## Written request
Copy everything from the line containing "Find the armchair" down through the line containing "[(273, 651), (353, 664)]", requests included, and shift every coordinate in the answers by -11.

## Excerpts from point annotation data

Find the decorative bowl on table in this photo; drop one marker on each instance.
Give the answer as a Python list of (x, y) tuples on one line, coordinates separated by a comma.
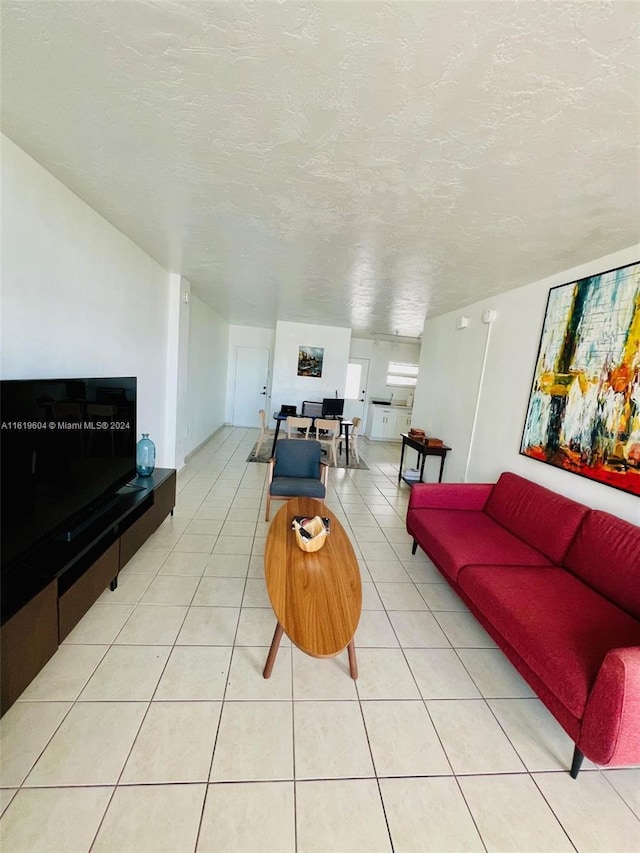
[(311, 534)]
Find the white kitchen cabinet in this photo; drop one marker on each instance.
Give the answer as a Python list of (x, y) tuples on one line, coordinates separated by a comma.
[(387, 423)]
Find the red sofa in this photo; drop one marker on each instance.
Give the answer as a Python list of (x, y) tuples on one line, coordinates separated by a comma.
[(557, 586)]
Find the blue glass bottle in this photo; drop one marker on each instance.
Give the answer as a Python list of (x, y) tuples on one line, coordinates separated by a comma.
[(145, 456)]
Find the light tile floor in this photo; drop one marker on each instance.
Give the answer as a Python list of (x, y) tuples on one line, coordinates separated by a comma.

---

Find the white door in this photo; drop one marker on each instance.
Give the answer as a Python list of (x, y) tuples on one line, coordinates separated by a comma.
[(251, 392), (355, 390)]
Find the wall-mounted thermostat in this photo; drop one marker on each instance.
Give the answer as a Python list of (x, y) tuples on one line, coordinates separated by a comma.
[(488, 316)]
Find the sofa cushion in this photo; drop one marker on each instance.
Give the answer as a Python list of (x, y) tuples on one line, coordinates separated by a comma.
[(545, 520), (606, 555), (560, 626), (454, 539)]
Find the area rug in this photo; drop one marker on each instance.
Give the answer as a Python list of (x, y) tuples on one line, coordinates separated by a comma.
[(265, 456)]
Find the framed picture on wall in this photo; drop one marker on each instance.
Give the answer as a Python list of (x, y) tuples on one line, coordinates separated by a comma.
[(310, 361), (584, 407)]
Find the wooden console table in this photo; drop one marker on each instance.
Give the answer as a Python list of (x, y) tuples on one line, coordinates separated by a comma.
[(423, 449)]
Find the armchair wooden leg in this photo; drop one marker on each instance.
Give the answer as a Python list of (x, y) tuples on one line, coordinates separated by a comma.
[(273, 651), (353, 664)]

## The reply
Find the armchair wooden leg in this photo; drop one marker on each instance.
Give the answer as a Python list of (x, y) tuples on one line, coordinates separated by a comma.
[(262, 640), (342, 653)]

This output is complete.